Reproduce the listing below word for word, omitting the pictures.
☆ ☆ ☆ ☆ ☆
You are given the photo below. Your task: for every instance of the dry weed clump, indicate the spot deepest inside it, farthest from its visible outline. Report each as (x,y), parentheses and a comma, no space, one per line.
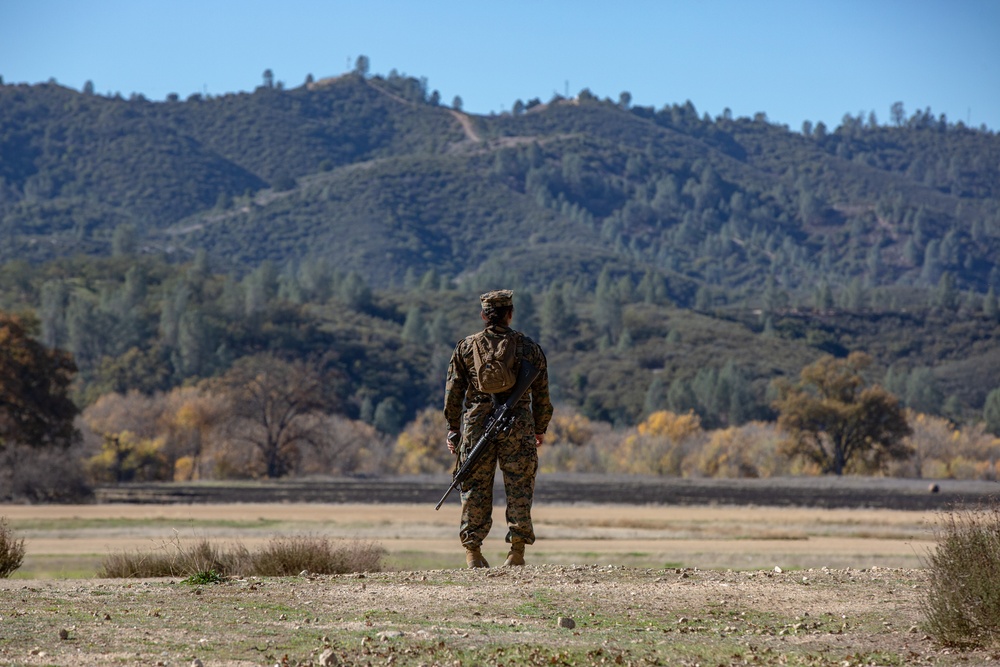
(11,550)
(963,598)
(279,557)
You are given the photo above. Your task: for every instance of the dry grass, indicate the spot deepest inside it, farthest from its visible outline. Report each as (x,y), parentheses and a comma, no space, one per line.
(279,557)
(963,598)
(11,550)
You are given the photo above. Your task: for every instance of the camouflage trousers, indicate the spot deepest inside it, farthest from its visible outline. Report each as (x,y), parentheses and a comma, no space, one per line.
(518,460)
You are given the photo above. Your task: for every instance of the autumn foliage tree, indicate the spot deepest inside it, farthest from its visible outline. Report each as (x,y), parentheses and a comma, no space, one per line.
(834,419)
☆ ☆ ☆ ☆ ☆
(Worked solution):
You are given the photo below. Your task: for every instance of the dry weed clump, indicate the spot deepest inside it, farthest from its visible outline. Report each as (x,y), parentheses and a comma, no space, one per line.
(11,550)
(963,598)
(279,557)
You are given the photo above. Your task: for every instance of the dry grass, indicate the spot deepest inside it, farthest from its visible outline. Report each as (x,y), parentheses and a comma, no space, one per line.
(279,557)
(963,598)
(11,550)
You are given the photo above. Your task: for every instance of the camouflage trousers, indicate the spot deepest inside it, farthest from its visible outline. Report each as (x,y), parentheses and a comma, no space, one per line.
(518,460)
You are given the photo above. Your task: for every instance of the autumn foliage tree, indicate the spot deepest inside it, farthest from its visible outline. Report each as (x,y), parentheses and a comma, no space, one per line.
(834,419)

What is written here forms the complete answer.